> _Texte de la page_
================================

C'est un mode de communication désormais habituel pour le président de la République.
Et peut-être même un mode de gouvernement. Emmanuel Macron vient de s'adresser, sur Twitter, à ses followers, pardon, à ses compatriotes, « toutes et tous ». Cadrage approximatif, mauvaise exposition à la lumière : la spontanéité crève les yeux et l'écran.
Le Président est « dans un sommet européen, à Alicante », mais, entre deux portes (c'est vraiment l'impression que ça donne), pendant que d'autres vont fumer une clope à la pause ou récupérer une bouteille d'eau à l'accueil, il tenait à s'adresser à nous.
Il faut dire que ça ne pouvait pas attendre. La nouvelle est d'importance. À la suite de sa première annonce sur la gratuité des préservatifs pour les 18-25 ans, « une petite révolution en matière de prévention », se félicite-t-il, le Président dit avoir été « pris à partie » par « beaucoup » (c'est combien, « beaucoup » ?), qui lui ont rappelé que les mineurs, eux aussi, pouvaient avoir des rapports sexuels. Ces citoyens vigilants ont donc immédiatement eu gain de cause, en des termes dignes de la start-up nation, à défaut d'être dignes de la fonction suprême : « Banco, allons-y ! » Les plus anciens se souviendront d'avoir entendu cette même réplique immortelle dans la bouche de Valérie Lemercier dans La Cité de la peur (1990) : « Alors je lui dis Jacques, c'est l'hermine ou la caravane... Et il a dit banco ! Je l'entends encore me dire "banco"... un vrai Capricorne, celui-là... »

================================

> _Données enregistrées_
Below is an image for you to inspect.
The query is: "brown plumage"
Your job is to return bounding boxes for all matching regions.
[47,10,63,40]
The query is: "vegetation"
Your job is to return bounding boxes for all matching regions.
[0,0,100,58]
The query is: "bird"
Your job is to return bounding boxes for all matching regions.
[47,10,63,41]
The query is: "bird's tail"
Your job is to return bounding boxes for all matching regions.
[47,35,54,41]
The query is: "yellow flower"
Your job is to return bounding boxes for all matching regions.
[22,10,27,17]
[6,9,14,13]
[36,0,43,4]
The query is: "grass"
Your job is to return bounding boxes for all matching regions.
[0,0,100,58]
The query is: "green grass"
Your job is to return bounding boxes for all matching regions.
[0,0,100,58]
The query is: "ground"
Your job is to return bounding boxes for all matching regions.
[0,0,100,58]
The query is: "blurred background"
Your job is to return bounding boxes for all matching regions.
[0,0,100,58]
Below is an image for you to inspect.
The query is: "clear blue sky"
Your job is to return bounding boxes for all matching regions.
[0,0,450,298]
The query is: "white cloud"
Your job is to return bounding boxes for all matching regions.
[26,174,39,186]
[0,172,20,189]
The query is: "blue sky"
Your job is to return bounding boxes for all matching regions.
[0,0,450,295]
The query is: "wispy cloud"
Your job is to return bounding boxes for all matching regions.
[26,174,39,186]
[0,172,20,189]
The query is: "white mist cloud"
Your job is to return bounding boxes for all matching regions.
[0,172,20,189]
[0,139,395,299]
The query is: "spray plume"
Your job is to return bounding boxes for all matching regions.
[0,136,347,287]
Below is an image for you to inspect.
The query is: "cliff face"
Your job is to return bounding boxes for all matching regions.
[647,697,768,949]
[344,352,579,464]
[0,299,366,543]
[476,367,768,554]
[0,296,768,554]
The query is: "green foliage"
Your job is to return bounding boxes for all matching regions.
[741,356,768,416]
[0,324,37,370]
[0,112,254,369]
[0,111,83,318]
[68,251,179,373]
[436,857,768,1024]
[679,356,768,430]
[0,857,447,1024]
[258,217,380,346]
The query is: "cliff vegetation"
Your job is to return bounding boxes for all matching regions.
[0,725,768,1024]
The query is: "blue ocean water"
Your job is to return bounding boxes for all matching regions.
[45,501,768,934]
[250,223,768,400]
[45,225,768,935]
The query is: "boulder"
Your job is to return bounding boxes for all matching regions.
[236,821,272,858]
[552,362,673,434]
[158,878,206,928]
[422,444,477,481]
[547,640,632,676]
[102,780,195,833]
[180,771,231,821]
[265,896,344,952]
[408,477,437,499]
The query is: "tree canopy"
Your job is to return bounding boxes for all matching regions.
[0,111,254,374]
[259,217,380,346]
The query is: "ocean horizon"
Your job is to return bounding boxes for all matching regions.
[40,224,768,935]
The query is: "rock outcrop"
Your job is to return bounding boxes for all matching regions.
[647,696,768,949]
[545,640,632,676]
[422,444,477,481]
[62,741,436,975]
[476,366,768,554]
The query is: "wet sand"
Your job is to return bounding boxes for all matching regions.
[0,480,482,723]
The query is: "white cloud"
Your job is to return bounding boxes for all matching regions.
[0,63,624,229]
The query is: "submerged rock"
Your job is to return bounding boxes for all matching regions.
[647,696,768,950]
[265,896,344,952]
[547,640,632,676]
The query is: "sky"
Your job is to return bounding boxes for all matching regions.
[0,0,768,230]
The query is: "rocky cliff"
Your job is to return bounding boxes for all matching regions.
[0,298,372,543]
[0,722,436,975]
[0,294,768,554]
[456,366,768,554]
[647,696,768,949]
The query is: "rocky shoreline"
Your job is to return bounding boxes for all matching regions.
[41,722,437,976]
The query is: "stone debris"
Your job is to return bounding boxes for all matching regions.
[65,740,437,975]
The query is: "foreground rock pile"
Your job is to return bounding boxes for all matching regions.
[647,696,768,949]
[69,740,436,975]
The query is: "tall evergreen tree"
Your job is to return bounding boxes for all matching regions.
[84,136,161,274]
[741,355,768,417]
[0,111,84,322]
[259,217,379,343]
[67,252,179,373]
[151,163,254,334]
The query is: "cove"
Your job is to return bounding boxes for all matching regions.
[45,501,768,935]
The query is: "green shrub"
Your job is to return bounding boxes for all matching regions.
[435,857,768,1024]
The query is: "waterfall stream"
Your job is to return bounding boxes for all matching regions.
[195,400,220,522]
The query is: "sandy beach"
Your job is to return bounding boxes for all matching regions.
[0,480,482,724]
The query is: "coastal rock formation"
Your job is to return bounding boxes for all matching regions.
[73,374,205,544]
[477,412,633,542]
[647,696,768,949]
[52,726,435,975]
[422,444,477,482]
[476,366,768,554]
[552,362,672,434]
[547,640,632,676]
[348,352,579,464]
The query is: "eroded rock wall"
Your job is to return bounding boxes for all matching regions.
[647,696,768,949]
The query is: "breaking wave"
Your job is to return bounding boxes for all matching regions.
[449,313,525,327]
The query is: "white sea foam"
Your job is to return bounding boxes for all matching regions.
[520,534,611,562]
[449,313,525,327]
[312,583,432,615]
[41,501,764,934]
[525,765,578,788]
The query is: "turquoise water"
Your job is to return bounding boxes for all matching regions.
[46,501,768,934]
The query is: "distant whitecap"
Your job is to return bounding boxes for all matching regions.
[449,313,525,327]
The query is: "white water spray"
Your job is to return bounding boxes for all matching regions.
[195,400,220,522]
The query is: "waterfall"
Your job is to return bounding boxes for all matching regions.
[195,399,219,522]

================================

> _Travail demandé_
A. Indiquez si chacune des affirmations suivantes concorde avec le texte de la page, en répondant par oui ou non et en citant les mots décisifs du texte.
(i) Le président s'exprime depuis un sommet européen.
(ii) La première annonce sur la gratuité des préservatifs concernait les 18-25 ans.
(iii) La vidéo du président est présentée comme soigneusement cadrée.
B. Extrayez du texte de la page, sans rien y changer, le passage qui commence par les mots contenant « Le Président est » et se termine par « s'adresser à nous. ».
C. Répondez aux questions suivantes d'après le texte de la page.
(i) Sur quel réseau social le président s'adresse-t-il à ses compatriotes ?
(ii) Par quelle expression le président qualifie-t-il la gratuité des préservatifs ?
(iii) Dans quel film Valérie Lemercier prononce-t-elle la même réplique ?
Les enregistrements n'interviennent pas dans ce travail.

> _Corrigé de l'exercice_
A.
(i) Oui : « dans un sommet européen, à Alicante ».
(ii) Oui : « sa première annonce sur la gratuité des préservatifs pour les 18-25 ans ».
(iii) Non : « Cadrage approximatif, mauvaise exposition à la lumière ».

B.
Le Président est « dans un sommet européen, à Alicante », mais, entre deux portes (c'est vraiment l'impression que ça donne), pendant que d'autres vont fumer une clope à la pause ou récupérer une bouteille d'eau à l'accueil, il tenait à s'adresser à nous.

C.
(i) Sur Twitter.
(ii) « une petite révolution en matière de prévention ».
(iii) Dans La Cité de la peur.